_WHAT IS NEEDED_.
Please count the lines in the records below that contain the string "segment". Reply with the number alone.

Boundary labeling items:
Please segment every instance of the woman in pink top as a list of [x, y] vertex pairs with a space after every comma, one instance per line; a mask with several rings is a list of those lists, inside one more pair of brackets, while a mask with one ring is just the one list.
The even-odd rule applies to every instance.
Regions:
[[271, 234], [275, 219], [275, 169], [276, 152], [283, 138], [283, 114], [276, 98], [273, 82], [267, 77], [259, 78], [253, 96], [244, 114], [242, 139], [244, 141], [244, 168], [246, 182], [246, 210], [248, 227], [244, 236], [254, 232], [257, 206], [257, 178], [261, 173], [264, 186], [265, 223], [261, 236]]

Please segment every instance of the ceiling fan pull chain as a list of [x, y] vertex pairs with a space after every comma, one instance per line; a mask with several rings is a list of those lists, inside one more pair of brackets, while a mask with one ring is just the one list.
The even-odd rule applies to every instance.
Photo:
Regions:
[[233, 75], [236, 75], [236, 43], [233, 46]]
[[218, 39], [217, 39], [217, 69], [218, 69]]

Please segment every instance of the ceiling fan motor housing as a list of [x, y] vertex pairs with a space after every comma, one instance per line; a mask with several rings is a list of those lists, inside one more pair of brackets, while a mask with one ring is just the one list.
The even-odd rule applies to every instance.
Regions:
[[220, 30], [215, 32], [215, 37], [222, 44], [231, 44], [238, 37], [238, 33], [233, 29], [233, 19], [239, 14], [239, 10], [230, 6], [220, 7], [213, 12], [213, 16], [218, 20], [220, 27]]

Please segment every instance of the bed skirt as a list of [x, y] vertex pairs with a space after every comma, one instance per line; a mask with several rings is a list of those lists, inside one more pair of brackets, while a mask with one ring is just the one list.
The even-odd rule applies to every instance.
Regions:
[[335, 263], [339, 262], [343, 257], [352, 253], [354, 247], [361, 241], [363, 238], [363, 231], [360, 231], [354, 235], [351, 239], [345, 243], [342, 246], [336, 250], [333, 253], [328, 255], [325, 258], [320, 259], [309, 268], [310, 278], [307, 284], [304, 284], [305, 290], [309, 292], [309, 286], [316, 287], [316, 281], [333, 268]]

---

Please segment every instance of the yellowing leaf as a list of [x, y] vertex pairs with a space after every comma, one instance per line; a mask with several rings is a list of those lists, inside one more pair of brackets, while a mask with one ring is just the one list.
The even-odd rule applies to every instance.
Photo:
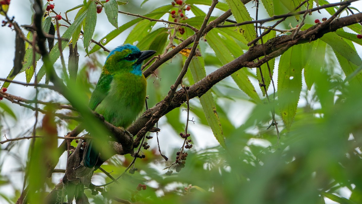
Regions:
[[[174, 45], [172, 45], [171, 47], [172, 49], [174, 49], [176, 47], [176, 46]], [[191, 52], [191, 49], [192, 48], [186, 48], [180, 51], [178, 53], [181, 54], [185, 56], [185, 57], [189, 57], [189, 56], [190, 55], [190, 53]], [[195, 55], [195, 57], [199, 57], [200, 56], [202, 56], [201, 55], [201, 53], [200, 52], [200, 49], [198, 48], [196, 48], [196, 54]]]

_COMPLETE ANSWER_.
5